◆ Directions ◆
Could you return the lines below exactly, from the first line up to and including the line that holds "36L395 33L396 35ZM400"?

Stored data entries:
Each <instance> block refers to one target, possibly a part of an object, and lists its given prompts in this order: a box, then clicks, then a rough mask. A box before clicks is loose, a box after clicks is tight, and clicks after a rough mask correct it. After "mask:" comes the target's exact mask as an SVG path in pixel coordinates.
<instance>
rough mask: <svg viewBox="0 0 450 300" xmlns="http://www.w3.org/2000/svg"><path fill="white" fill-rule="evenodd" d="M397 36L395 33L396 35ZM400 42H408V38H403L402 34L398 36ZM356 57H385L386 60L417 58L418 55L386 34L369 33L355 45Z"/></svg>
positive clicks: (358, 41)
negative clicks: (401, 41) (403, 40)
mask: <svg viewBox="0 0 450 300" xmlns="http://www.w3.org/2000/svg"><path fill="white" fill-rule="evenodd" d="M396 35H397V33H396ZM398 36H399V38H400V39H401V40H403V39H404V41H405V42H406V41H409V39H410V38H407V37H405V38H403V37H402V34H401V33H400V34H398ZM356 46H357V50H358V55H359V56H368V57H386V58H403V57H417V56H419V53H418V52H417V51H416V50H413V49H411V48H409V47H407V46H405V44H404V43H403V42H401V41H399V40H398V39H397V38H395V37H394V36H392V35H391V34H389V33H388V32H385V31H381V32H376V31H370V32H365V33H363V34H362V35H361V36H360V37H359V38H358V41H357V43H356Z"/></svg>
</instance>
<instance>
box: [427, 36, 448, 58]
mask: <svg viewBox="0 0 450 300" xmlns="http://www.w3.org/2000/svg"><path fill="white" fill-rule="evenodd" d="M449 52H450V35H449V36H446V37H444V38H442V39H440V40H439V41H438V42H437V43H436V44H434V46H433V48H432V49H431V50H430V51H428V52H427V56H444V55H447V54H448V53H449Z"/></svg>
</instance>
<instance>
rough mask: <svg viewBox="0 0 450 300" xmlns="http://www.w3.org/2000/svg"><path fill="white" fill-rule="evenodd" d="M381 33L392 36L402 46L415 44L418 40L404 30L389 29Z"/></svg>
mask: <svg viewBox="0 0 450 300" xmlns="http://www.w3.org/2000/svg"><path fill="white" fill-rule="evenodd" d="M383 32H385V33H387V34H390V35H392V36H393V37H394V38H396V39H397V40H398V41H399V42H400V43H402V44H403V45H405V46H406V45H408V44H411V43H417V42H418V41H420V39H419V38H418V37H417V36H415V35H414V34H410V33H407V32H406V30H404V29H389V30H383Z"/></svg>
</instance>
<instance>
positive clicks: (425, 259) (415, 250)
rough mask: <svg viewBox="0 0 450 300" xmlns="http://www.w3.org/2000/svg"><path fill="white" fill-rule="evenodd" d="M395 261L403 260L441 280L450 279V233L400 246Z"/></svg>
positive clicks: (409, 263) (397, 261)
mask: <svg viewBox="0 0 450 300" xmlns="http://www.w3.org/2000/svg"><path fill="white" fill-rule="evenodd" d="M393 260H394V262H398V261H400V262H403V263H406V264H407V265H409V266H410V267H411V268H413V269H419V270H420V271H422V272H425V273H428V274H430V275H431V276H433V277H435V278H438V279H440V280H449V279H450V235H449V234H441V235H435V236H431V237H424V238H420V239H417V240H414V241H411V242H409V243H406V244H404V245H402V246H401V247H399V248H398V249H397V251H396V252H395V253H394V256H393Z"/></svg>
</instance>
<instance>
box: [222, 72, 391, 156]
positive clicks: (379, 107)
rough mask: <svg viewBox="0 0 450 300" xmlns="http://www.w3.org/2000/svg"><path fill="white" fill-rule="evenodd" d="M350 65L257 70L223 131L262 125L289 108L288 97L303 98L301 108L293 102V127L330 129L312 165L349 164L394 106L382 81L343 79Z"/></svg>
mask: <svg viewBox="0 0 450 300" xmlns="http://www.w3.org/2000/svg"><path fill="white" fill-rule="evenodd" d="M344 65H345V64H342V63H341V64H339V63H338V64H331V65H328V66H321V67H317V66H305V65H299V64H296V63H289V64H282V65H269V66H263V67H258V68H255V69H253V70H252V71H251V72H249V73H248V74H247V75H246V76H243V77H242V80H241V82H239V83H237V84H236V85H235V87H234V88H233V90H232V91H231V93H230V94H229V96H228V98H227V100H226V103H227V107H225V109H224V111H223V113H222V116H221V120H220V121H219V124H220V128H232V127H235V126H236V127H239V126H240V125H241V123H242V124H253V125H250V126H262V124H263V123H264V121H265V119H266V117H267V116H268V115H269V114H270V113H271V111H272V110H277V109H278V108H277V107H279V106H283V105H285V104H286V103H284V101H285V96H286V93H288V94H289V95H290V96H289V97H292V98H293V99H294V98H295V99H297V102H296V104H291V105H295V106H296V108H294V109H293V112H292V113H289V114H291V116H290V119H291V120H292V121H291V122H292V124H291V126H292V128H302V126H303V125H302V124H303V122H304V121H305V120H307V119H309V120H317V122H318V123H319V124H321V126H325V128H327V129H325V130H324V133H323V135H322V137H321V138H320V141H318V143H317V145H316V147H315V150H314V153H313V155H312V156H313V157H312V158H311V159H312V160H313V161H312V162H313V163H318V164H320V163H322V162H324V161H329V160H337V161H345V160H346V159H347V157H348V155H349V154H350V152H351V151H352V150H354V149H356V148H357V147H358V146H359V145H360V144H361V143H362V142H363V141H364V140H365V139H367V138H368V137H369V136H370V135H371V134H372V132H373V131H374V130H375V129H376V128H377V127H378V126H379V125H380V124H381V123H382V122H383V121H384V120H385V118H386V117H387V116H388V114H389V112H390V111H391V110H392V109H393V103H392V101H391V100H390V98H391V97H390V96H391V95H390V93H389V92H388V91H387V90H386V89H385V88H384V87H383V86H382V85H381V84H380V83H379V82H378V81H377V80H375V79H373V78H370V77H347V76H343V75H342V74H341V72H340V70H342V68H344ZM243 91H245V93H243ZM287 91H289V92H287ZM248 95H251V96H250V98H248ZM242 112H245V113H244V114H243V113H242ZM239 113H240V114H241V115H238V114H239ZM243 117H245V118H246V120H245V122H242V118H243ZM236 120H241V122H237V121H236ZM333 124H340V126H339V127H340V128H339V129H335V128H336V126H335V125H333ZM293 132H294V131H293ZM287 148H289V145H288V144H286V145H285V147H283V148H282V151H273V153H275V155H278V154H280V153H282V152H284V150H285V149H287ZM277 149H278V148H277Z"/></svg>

◆ Answer space ◆
Each <instance> block refers to one target, possibly a part of an object, and lists its given prompts in this order: a box, then clicks, then a rough mask. A box before clicks is loose, a box after clicks is tight, and clicks after a rough mask correct it. After "mask:" comes the target's exact mask as an SVG path in pixel coordinates.
<instance>
rough mask: <svg viewBox="0 0 450 300" xmlns="http://www.w3.org/2000/svg"><path fill="white" fill-rule="evenodd" d="M397 36L395 33L396 35ZM400 42H408V38H403L402 34L398 36ZM356 57H385L386 60L417 58L418 55L386 34L369 33L355 45Z"/></svg>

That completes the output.